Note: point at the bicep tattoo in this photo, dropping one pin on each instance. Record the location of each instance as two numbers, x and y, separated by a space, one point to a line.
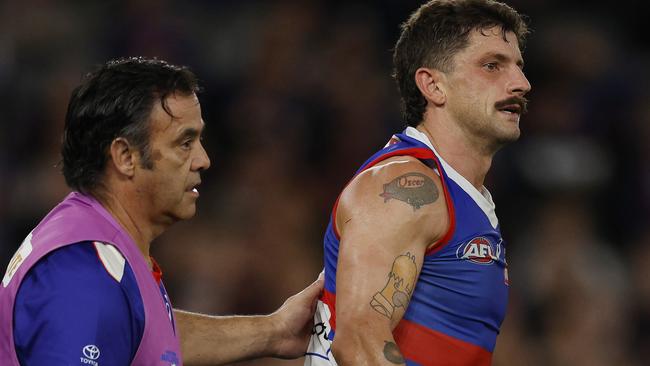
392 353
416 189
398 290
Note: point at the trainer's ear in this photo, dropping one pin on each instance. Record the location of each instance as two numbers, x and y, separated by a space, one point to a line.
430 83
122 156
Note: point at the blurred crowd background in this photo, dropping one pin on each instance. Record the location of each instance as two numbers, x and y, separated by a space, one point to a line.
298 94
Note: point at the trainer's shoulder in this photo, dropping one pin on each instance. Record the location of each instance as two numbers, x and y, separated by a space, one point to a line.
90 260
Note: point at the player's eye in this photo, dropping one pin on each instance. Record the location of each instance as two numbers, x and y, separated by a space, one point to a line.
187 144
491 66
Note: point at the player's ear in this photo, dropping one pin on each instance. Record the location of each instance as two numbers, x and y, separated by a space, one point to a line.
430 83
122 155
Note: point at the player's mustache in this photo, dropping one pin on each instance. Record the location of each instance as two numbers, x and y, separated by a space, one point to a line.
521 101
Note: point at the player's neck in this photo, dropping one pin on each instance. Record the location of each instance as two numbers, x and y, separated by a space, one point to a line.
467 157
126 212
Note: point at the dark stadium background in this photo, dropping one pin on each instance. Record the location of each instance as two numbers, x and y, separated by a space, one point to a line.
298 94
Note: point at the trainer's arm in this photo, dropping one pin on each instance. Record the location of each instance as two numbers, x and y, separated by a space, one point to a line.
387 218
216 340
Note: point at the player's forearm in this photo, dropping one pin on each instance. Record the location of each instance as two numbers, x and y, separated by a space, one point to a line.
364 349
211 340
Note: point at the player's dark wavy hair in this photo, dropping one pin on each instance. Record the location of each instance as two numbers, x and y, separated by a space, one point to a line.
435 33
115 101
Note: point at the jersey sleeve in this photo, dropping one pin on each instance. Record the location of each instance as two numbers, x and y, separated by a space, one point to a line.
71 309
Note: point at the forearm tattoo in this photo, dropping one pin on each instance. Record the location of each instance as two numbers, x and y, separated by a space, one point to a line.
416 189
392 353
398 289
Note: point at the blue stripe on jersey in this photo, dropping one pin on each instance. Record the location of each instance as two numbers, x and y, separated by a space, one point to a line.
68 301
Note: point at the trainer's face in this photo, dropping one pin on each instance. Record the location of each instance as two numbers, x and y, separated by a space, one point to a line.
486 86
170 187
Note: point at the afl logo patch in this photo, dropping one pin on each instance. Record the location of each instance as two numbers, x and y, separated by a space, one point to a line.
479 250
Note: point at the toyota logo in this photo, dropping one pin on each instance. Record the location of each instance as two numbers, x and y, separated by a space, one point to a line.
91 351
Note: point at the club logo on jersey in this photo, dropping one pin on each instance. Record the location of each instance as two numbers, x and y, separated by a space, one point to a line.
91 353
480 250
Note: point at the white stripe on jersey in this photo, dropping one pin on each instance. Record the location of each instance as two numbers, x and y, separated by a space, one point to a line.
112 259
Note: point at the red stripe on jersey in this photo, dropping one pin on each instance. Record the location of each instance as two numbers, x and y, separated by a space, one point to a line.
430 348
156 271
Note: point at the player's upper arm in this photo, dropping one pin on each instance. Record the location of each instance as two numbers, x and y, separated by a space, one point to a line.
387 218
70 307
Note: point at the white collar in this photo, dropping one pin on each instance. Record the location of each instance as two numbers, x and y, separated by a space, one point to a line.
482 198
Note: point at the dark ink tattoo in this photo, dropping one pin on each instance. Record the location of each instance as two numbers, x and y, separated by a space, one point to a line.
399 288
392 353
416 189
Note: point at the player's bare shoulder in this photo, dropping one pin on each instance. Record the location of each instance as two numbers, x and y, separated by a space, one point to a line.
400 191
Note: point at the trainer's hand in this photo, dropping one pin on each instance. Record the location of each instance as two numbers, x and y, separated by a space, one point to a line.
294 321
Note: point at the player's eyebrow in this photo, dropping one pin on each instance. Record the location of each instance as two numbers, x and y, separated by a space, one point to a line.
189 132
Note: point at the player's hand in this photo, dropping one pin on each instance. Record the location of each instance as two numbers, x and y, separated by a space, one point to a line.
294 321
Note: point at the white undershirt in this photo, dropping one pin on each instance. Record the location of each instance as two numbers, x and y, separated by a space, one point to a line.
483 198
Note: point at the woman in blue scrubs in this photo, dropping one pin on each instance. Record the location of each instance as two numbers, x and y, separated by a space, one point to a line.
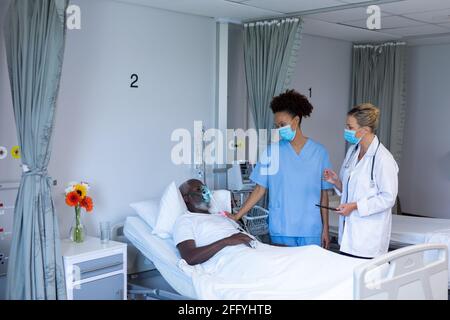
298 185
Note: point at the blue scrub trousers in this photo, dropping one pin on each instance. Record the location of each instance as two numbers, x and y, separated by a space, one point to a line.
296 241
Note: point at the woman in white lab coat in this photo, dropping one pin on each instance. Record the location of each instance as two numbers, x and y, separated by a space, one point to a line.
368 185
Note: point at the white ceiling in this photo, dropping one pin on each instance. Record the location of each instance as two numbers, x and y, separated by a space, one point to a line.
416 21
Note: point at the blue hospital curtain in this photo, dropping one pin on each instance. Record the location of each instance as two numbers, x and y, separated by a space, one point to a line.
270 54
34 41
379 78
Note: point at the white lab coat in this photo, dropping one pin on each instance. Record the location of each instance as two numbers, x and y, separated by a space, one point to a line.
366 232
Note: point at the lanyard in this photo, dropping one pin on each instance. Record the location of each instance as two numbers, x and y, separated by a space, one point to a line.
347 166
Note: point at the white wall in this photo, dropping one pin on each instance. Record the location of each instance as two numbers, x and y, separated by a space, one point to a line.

++++++++++

**What needs to be done**
What is needed is an exact reprint of every entry, pictures excluded.

**Solution**
Note: point at the bicep tattoo in this photo, dropping one pin on each instance. Record the location of each instance as two numbers, x and y, separated by a space, one point to a line.
392 353
416 189
398 290
Note: point at the trainer's ear in this photo, dropping one pin on each instance. Record the location of each instance as two numbers, x and y, separated by a space, one point to a line.
430 83
122 156
Note: point at the blurred crowd background in this photo, dropping one pin on each instance. Record the location of each instance as two numbers, x and y, separated by a space, one point to a line.
298 94
Note: point at the trainer's shoulder in this photo, dropping one pin on each instance. Record the location of each instance as two numbers, x and y, separated by a space, one point to a line.
90 260
Note: point at the player's eye in this photo, dropping one pin on each instance. Record the location of each instance as two numbers, x and y, separated by a space, one point to a line.
187 144
491 66
Note: point at the player's ear in this photo, dropping one pin on each instance. Record the location of each instance as two numbers, x and y, separated by a space, one point to a line.
430 83
122 155
Note: point at the player's mustache in this photo, dropping one pin on each instance. Record the location of each instance as two numbers, x and y, separated by a space, one point to a line.
521 101
Note: point at the player's neck in this photo, dropping one pin on each instance. Record the location of each instance as two numbers, x and y, separated by a space, one point to a line.
467 157
126 212
Note: point at the dark stadium background in this photo, dropping one pin on each instance. Record the location of each instance as two numbers, x and y, separated by a space, one point to a line.
298 94
Note: point at the trainer's arm in this photo, dropping one pin on each instance. Record the location of each instance as two numbers, x and y, separated by a space, one point to a line.
387 218
216 340
Note: point at the player's forearm in this photo, dropping one pin on each instance. Record the location of each instance as two numbers, x and y, separated by a space, one point to a line.
364 349
211 340
Note: point at the player's dark wavy hair in this photo, dropping one pin on each instance. Record the location of each instance as two numbers, x and y, separated by a space, one point to a line.
435 33
115 101
Note: point at the jersey sleeve in this photo, dropping one pin on each instance. Record the location of each instance as two numbers, x and y, separated by a space, one point to a line.
71 309
Note: point at the forearm tattoo in this photo, dropping one pin on each instance. Record the location of each instance as two numbers, x and y, separated by a space, one point to a line.
416 189
392 353
398 289
Note: point at the blue stripe on jersey in this photo, dropping one pin on each instance. Record the location of each instance as two numbers, x and y, separated by a space, one point to a line.
68 301
Note: point at the trainer's face in this photo, dropping one pin on each instance. Record the location of each instance as two numbers, x and y, separated by a space, one point to a line.
486 86
170 187
Note: point at the afl logo patch in this photo, dropping one pin on each instance. Record the location of each instance as two numbers, x and y, separated by a space, one point to a line.
479 250
Note: point at the toyota logo in this photo, dropping one pin on each instance. Record the location of each instance as two numbers, x and y, separated by a space, one point to a line.
91 351
Note: point at the club logo on jersey in this photo, dropping one pin on each instance. Record the location of each instance as two numbers, x and y, separated by a space, one point to a line.
91 353
480 250
Note: point at the white stripe on jersey in this photo, dropping one pin on each instance. Record the location of each instance as two numbers, x and y, separated by a space, one point to a line.
112 259
Note: point at the red stripe on jersey in this photo, dropping one pin on each instance. Record the location of each instance as two numbers, x and y, separated by a space, one point to a line.
430 348
156 271
Note: point at the player's upper arm in this photo, dropping one pin on each instance. Record the location of each instance as two numbers, x and y, separated by a space, one point to a line.
387 218
70 307
Note: point at the white collar in this photo, dropping one pin on each instance. Record the location of each instance as two numbers, x and y, separated by a space, one point to a line.
482 198
Note: point at the dark ink tattoo in this photo, dropping one pin on each instance. Record the location of each instance as two numbers, x and y, separated by a space, one point to a line.
399 288
392 353
416 189
Note: point at the player's bare shoulder in this photo, dropping one pin on each instance. Record the location of each instance as two numbers, x and y, separated by a space, one point to a line.
400 191
Note: point at the trainer's hand in this photo, dropping one pin on each instance. Record the location of each instance as two numbers, x and y, separated by a space, one point to a line.
294 321
Note: point at the player's eyebrow in this photo, dropping one pin on each instance. Record the location of each instance as two numbers, x and y, separated by a space, one point to a line.
189 132
Note: point at the player's hand in this photo, dropping one pin on each instance. Record the location of each instance as two numbers, x and y, separated by a space, one point to a line.
294 321
Note: point at the white undershirt in this photo, dropping one pin on each instance. Record the location of each instance as two numbers, x and y, separated by a space, one point to a line.
483 198
Note: point at the woman in blue scrubs in this photo, dropping one pin on each instance. Record the location of each instance as two numbers, x and y, separated by a space, one point to a line.
298 185
Note: point at the blue scrub trousers in this photo, dropping one pin on each instance. Record the location of each instance as two numbers, x and y, separated by a space, one point to a line.
296 241
Note: point at the woman in white lab coat in this photo, dropping one pin on each instance. Record the location of each instance as two numbers, x and y, separated by a space, one point to a line.
368 185
Note: point at the white ceiling in this photo, dropping one pin on each instance. Record the location of each instance as two numbers, x and y, separated by a space, one point to a line.
416 21
Note: point at the blue hospital curtain in this photo, dropping one pin on each instance. Record the location of each instance as two numbers, x and y, separated by a space, one point to a line.
270 54
34 41
379 78
Note: point at the white lab coat in this photo, dropping one pin on each instance. Record the location of each instance as two numbers, x and y, separated by a space, one point to a line.
366 232
Note: point at the lanyard in this photo, dropping one pin on each instance. Record the location of each instance as two numbers, x and y, separated by a space, one point to a line.
347 166
Note: point at the white wall in this photo, dropping one pin on each instance. Record the location of each instance as two numbers, x and y, separated by a space, one point to a line.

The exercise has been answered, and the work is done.